- **WRITTEN TASK**
From the text on equity and efficiency below, list every heading that comes after the title line, in the order they appear.

Equity and efficiency in an overlapping generation model

Abstract

The paper addresses intergenerational and intragenerational equity in an overlapping generation economy. We aim at defining an egalitarian distribution of a constant stream of resources, relying on ordinal non-comparable information on individual preferences. We establish the impossibility of efficiently distributing resources while treating equally agents with same preferences that belong to possibly different generations. We thus propose an egalitarian criterion based on the equal-split guarantee: this requires all agents to find their assigned consumption bundle at least as desirable as the equal division of resources.

Appendix: Proofs

1.1 Theorem 4

Proof

Let \(\varepsilon \in \left( 0,1\right] \). Consider a two-goods economy with one agent per generation (each agent is thus identified by its generation).

We shall first show as a lemma that for each \(\bar{a}\in A^{es}\) with \(\bar{a}\gg 0\), there exists an economy \(E\) for which efficiency and no-domination can not be combined with making each agent at least as well-off than the \(\varepsilon \) part of \(\left( \bar{c},\bar{d}\right) \). Such economy requires a specific pattern of preferences for a finite number of periods. To proof the theorem, we then construct an economy with an infinite sequence of such preference patterns, one for each element of a dense grid on \(A^{es}\). \(\square \)

- **INFORMATION PROVIDED**
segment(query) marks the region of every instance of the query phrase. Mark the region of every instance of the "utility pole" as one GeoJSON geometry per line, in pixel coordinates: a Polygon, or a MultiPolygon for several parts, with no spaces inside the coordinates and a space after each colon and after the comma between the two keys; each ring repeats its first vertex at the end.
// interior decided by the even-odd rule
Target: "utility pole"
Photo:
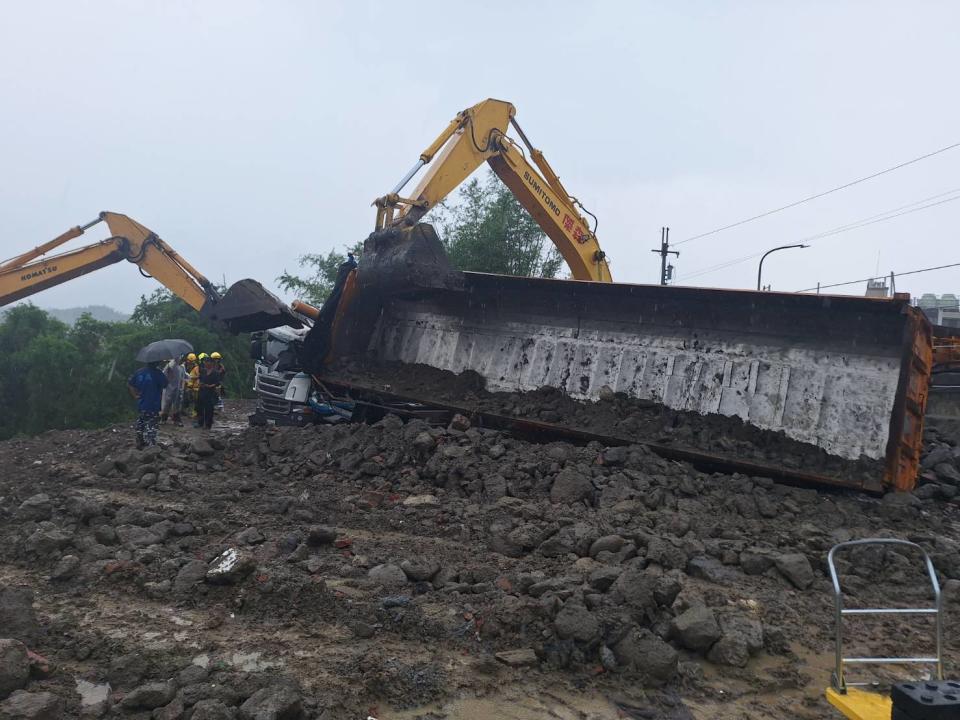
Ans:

- **SOLUTION FOR THIS EXERCISE**
Abstract
Appendix: Proofs
1.1 Theorem 4
Proof